文書の抜粋>
──────
図1は、ヘッドマウントディスプレイ100の外観図である。ヘッドマウントディスプレイ100は、ユーザの頭部に装着してディスプレイに表示される静止画や動画などを鑑賞し、ヘッドホンから出力される音声や音楽などを聴くための表示装置である。
ヘッドマウントディスプレイ100に内蔵または外付けされたジャイロセンサや加速度センサなどによりヘッドマウントディスプレイ100を装着したユーザの頭部の位置情報と頭部の回転角や傾きなどの姿勢(orientation)情報を計測することができる。
ヘッドマウントディスプレイ100にはカメラユニットが搭載されており、ユーザがヘッドマウントディスプレイ100を装着している間、外界を撮影することができる。
ヘッドマウントディスプレイ100は、「ウェアラブルディスプレイ」の一例である。ここでは、ヘッドマウントディスプレイ100に表示される画像の生成方法を説明するが、本実施の形態の画像生成方法は、狭義のヘッドマウントディスプレイ100に限らず、めがね、めがね型ディスプレイ、めがね型カメラ、ヘッドフォン、ヘッドセット(マイクつきヘッドフォン)、イヤホン、イヤリング、耳かけカメラ、帽子、カメラつき帽子、ヘアバンドなどを装着した場合にも適用することができる。
──────
課題一覧>
a) ヘッドマウントディスプレイに関する文章から、「ヘッドマウントディスプレイ100に内蔵ま」で始まり「合にも適用することができる。」で終わる部分をそのまま書き写してください。
b) ヘッドマウントディスプレイに関する文章にある次の一文を英語に訳してください:「ヘッドマウントディスプレイ100にはカメラユニットが搭載されており、ユーザがヘッドマウントディスプレイ100を装着している間、外界を撮影することができる。」
データはここでは一切使わない。

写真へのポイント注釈
──────
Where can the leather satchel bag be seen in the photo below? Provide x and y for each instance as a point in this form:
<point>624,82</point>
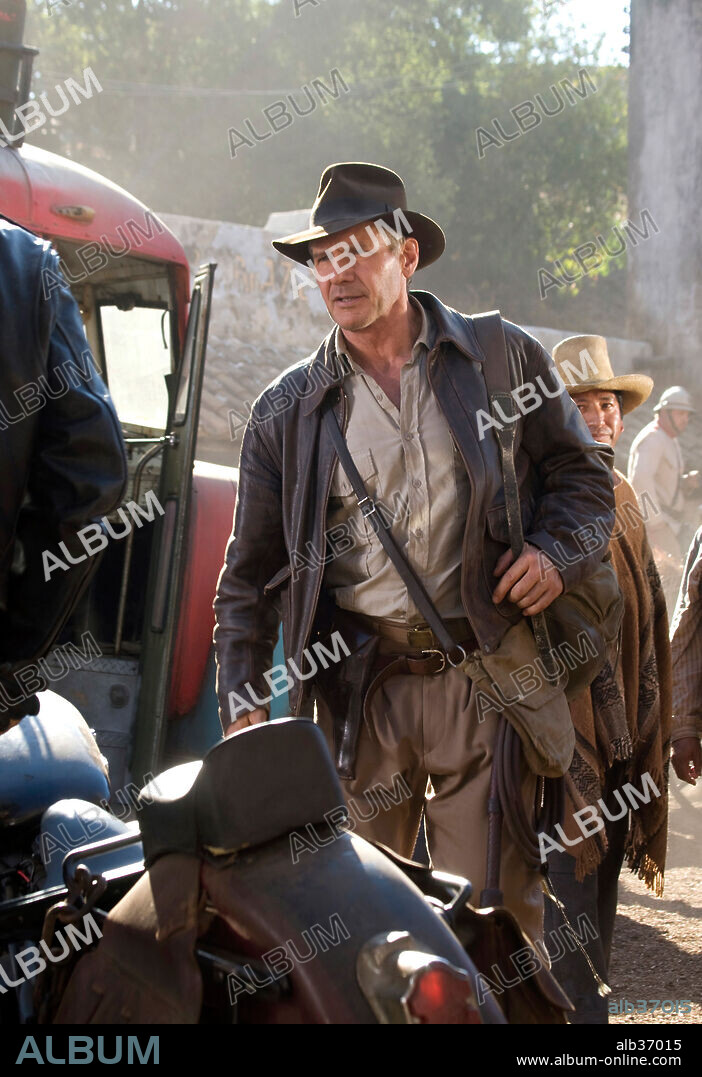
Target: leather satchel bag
<point>541,716</point>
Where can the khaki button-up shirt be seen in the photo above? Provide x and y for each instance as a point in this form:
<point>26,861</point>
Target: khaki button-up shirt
<point>655,469</point>
<point>410,465</point>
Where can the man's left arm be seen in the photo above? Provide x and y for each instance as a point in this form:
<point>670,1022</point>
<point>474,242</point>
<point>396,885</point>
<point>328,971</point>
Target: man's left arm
<point>575,508</point>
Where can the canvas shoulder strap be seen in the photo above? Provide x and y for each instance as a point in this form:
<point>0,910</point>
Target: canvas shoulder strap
<point>453,651</point>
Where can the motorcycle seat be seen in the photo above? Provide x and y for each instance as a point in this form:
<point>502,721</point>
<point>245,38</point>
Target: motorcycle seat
<point>46,757</point>
<point>257,785</point>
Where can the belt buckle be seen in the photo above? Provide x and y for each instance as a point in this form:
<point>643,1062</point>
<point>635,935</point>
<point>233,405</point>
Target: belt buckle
<point>420,638</point>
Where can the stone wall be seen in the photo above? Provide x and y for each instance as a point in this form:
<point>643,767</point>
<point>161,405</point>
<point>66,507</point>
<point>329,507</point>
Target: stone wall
<point>258,327</point>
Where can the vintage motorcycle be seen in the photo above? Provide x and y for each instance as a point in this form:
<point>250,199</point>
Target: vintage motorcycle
<point>201,890</point>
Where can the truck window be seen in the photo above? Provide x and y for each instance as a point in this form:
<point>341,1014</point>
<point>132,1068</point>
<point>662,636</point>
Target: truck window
<point>136,362</point>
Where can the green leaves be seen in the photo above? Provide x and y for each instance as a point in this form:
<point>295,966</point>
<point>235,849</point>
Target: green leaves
<point>423,77</point>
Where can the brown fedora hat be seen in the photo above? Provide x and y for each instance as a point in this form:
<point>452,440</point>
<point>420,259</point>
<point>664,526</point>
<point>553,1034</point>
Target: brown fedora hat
<point>353,192</point>
<point>584,363</point>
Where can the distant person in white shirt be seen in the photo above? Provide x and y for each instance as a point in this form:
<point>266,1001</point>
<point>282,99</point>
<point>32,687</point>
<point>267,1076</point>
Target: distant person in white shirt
<point>656,470</point>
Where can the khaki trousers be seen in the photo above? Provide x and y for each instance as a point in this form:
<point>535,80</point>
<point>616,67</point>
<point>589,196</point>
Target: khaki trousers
<point>426,729</point>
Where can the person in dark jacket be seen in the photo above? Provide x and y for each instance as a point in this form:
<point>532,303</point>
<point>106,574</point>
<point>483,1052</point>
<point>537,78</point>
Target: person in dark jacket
<point>403,375</point>
<point>62,452</point>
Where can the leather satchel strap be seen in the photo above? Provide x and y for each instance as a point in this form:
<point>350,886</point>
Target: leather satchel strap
<point>491,336</point>
<point>368,509</point>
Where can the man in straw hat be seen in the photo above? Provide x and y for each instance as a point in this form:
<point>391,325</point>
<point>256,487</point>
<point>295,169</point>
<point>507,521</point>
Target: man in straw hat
<point>656,470</point>
<point>402,374</point>
<point>622,723</point>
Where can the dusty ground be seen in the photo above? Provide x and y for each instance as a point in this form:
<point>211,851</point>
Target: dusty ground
<point>658,941</point>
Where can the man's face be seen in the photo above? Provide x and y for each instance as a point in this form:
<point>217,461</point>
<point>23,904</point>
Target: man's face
<point>601,411</point>
<point>679,417</point>
<point>366,277</point>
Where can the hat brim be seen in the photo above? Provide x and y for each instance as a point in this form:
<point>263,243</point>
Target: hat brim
<point>427,234</point>
<point>634,388</point>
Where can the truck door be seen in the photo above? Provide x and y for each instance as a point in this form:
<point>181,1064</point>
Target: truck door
<point>170,547</point>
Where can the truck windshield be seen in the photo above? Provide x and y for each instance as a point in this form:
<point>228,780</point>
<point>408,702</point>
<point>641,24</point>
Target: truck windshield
<point>136,361</point>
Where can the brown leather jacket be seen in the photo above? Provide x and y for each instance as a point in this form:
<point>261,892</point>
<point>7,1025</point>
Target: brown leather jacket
<point>275,560</point>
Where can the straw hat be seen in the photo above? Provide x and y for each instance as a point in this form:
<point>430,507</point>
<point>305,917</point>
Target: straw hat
<point>353,192</point>
<point>584,364</point>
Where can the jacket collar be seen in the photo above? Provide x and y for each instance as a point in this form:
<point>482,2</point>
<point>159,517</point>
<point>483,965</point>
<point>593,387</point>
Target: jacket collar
<point>327,369</point>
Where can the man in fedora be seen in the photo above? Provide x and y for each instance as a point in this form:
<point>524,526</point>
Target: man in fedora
<point>402,375</point>
<point>656,469</point>
<point>622,722</point>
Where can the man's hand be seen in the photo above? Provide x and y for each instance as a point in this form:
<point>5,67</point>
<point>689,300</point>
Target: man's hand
<point>252,718</point>
<point>532,583</point>
<point>13,714</point>
<point>687,759</point>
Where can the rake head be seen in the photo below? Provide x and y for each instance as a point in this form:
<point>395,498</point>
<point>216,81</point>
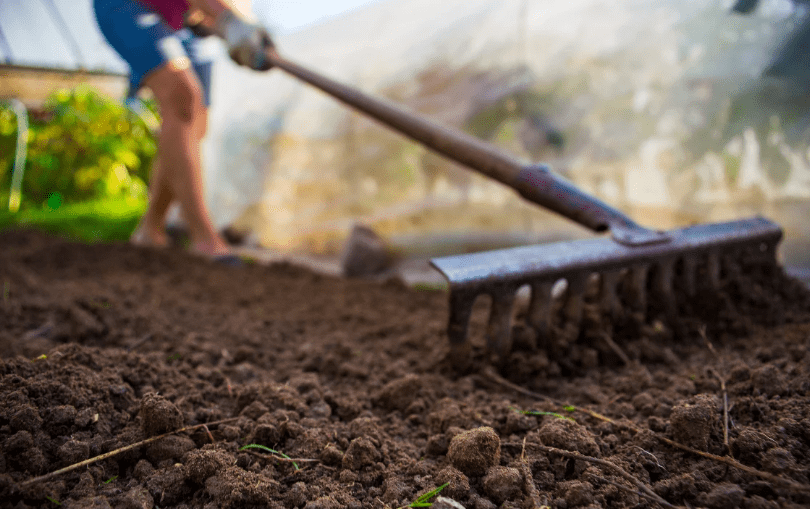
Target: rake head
<point>619,278</point>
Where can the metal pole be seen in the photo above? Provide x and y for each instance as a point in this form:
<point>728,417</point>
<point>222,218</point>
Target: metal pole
<point>15,192</point>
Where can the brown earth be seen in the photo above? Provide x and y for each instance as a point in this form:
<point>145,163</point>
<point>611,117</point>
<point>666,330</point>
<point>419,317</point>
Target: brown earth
<point>103,346</point>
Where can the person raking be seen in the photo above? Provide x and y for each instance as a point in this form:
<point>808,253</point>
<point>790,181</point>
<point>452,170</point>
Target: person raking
<point>150,36</point>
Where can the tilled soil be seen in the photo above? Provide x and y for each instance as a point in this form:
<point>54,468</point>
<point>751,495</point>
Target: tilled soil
<point>104,346</point>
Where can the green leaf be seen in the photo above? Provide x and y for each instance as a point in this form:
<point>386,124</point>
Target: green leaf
<point>272,451</point>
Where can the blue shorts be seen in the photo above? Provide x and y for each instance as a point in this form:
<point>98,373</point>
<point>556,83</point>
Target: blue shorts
<point>146,42</point>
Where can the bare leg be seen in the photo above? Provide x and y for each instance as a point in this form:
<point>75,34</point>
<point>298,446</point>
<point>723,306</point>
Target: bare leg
<point>151,230</point>
<point>177,174</point>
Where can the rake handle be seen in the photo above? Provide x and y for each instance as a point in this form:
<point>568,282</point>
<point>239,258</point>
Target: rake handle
<point>536,183</point>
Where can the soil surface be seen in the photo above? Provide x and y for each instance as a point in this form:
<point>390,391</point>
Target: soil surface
<point>104,346</point>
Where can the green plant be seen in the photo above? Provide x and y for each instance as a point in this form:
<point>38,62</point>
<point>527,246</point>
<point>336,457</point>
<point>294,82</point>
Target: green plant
<point>550,414</point>
<point>271,451</point>
<point>424,500</point>
<point>81,146</point>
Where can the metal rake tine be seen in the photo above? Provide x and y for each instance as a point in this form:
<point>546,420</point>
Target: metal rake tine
<point>573,302</point>
<point>621,267</point>
<point>539,315</point>
<point>499,328</point>
<point>609,292</point>
<point>713,270</point>
<point>461,304</point>
<point>638,287</point>
<point>689,266</point>
<point>663,287</point>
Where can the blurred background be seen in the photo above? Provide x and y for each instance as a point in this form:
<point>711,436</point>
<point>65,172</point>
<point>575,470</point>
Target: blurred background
<point>675,112</point>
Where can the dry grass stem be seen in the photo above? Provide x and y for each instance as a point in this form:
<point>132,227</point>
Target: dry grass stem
<point>118,451</point>
<point>579,456</point>
<point>625,488</point>
<point>726,460</point>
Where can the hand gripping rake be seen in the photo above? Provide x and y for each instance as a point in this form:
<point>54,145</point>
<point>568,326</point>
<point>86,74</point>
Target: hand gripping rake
<point>633,263</point>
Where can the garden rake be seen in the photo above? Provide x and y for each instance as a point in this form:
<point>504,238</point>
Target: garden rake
<point>632,267</point>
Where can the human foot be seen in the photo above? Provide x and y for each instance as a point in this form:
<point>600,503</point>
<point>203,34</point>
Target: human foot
<point>149,237</point>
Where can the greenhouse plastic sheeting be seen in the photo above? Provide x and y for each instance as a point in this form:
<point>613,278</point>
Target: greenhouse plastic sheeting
<point>659,107</point>
<point>656,106</point>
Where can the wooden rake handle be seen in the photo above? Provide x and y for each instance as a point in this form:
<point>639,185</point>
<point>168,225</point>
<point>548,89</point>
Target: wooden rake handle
<point>536,183</point>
──────
課題別の解答>
a)
ヘッドマウントディスプレイ100に内蔵または外付けされたジャイロセンサや加速度センサなどによりヘッドマウントディスプレイ100を装着したユーザの頭部の位置情報と頭部の回転角や傾きなどの姿勢(orientation)情報を計測することができる。
ヘッドマウントディスプレイ100にはカメラユニットが搭載されており、ユーザがヘッドマウントディスプレイ100を装着している間、外界を撮影することができる。
ヘッドマウントディスプレイ100は、「ウェアラブルディスプレイ」の一例である。ここでは、ヘッドマウントディスプレイ100に表示される画像の生成方法を説明するが、本実施の形態の画像生成方法は、狭義のヘッドマウントディスプレイ100に限らず、めがね、めがね型ディスプレイ、めがね型カメラ、ヘッドフォン、ヘッドセット(マイクつきヘッドフォン)、イヤホン、イヤリング、耳かけカメラ、帽子、カメラつき帽子、ヘアバンドなどを装着した場合にも適用することができる。

b) The head-mounted display 100 is equipped with a camera unit and can capture images of the outside world while the user is wearing the head-mounted display 100.